• [Required tasks]
- a) Copy the passage of the column on living standards exactly, starting with "In the quarter" and going on through "of their duties.".
- b) Answer these questions using the column on living standards:
(i) By how much did the economy grow in the quarter the Coalition took office in 2010?
(ii) What figure does the latest ONS data give for average weekly earnings?
(iii) What proportion of people paying the bedroom tax said they had borrowed money?

• [Page]
_ _ _ _ _ _ _

You won’t hear the Chancellor boasting about the biggest drop in living standards since the war

The young have been hurt the most by the recession. They don’t vote Tory and can’t buy a house, so who cares?

Share

Last week I appeared on Iain Dale’s LBC radio show to discuss an interview he had just conducted with the Chancellor George Osborne on a trip to the South-west. Iain managed to get Osborne to repeat the dumbest statement that I have ever heard from a Chancellor – that is ‘four years ago the country was close to bankruptcy’. Such a claim that the country was broke is unequivocally false. A big fat pork pie.

In the quarter the Coalition took office in 2010 the economy grew by 1 per cent, which is the fastest quarter of growth since 2007. The economy grew by an average of 0.6 per cent a quarter from the final three months of 2009 to the third quarter of 2010 compared with an average of only half of that in the fourteen quarters since then. The UK – with its own central bank and currency – has been able to borrow at historically low rates throughout the recession under both Labour and coalition governments and was never anywhere close to being insolvent. Imagine if the chief executive of any of the biggest 500 companies in Britain declared that their company was close to bankruptcy when it wasn’t – or even if it was – they would be relieved of their duties.

As I have frequently predicted in these columns, real wages continue to plunge. The latest ONS data showed that. Average weekly earnings were £478 a week, down from £479 in December 2013 and exactly the same as observed in April. Pay was up 0.3 per cent over the last twelve months, which is the lowest ever, and exactly zero in the five months that we have data for since the start of 2014. We have now had monthly estimates of £478 in January, February, April and May and one of £476 in March so there isn’t much growth there. In contrast the Retail Price Index grew 2.6 per cent over the last year, so real wages are currently falling at more than 2 per cent per annum. The AWE is up by 6.5 per cent since May 2010 while the RPI is up 14.6 per cent. So real wages are now down 8 per cent and that drop has no chance of being restored by election time. I do recall the Bank of England’s ex-chief economist Spencer Dale explaining at the last inflation report press conference that the MPC was fully expecting real wage growth in the second half of 2014, a claim recently repeated by Governor Carney who is headed back to the drawing board.

Elsewhere the news is little better. There was new evidence from a recent study published by the Department for Work and Pensions* showing how Iain Duncan Smith’s much hated bedroom tax had further hurt living standards of the vulnerable. The study found there was widespread concern that those who were paying the tax were making cuts to other household essentials or incurring other debts in order to pay the rent. More than half reported cutting back on household essentials and a third on non-essentials in order to pay their shortfall. A quarter said they had borrowed money, mostly from family and friends.

_ _ _ _ _ _ _

• [Data provided]

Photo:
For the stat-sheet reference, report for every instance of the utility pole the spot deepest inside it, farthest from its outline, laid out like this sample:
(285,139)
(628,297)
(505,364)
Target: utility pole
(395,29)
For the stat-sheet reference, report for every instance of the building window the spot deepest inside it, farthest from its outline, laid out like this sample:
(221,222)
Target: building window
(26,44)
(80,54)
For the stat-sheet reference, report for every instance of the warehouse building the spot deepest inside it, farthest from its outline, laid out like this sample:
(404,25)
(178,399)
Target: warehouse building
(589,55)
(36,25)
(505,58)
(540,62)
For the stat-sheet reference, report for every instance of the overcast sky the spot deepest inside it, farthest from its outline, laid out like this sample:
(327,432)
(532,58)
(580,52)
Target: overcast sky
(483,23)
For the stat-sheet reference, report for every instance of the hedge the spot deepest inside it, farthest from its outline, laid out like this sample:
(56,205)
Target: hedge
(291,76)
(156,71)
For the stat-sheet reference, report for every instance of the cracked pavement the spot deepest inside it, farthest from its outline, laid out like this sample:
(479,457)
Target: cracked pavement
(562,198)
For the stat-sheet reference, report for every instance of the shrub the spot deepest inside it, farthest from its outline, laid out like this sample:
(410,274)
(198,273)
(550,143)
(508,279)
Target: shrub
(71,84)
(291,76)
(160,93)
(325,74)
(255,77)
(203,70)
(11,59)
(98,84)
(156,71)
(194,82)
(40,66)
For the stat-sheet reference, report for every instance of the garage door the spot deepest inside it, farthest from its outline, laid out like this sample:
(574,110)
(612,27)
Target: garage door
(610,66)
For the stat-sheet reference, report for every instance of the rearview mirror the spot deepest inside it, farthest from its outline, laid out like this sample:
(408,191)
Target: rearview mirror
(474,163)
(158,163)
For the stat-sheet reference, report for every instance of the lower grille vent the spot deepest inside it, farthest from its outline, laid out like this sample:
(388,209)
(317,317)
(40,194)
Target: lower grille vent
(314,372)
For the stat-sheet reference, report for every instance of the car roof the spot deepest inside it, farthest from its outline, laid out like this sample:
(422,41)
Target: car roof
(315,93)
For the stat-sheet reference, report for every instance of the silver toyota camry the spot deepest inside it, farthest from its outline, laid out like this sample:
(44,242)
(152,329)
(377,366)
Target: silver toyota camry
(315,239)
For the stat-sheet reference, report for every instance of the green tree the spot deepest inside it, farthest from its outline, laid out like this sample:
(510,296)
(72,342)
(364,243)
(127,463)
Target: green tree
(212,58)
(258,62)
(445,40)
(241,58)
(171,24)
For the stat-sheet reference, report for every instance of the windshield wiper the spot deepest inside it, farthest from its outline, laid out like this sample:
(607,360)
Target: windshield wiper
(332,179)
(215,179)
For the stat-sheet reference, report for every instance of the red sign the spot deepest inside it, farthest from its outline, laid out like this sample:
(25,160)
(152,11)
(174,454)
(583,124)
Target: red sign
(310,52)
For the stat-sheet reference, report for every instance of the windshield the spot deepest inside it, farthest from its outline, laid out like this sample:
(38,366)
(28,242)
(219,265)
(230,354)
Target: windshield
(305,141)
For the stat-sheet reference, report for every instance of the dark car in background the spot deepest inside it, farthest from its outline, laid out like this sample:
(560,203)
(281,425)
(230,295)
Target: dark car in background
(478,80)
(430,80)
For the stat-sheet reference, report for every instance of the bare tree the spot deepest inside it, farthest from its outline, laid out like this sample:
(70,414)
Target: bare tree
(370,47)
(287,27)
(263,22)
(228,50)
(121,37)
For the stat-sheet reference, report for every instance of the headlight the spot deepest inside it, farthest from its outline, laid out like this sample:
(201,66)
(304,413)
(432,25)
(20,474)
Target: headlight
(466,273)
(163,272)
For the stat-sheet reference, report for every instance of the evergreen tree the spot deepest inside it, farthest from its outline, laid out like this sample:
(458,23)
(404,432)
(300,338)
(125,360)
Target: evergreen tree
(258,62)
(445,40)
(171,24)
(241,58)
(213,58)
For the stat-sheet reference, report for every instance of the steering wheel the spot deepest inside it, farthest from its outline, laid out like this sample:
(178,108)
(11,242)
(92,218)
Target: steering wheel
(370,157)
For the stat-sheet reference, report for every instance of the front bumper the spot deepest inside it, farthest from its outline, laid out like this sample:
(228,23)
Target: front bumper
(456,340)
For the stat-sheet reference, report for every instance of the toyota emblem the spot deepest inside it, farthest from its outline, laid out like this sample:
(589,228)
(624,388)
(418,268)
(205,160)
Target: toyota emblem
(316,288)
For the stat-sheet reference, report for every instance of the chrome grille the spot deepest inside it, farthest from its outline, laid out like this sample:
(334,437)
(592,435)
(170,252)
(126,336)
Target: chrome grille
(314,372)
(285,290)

_ _ _ _ _ _ _

• [Answers for this exercise]
- a)
In the quarter the Coalition took office in 2010 the economy grew by 1 per cent, which is the fastest quarter of growth since 2007. The economy grew by an average of 0.6 per cent a quarter from the final three months of 2009 to the third quarter of 2010 compared with an average of only half of that in the fourteen quarters since then. The UK – with its own central bank and currency – has been able to borrow at historically low rates throughout the recession under both Labour and coalition governments and was never anywhere close to being insolvent. Imagine if the chief executive of any of the biggest 500 companies in Britain declared that their company was close to bankruptcy when it wasn’t – or even if it was – they would be relieved of their duties.

- b)
(i) 1 per cent
(ii) £478 a week
(iii) A quarter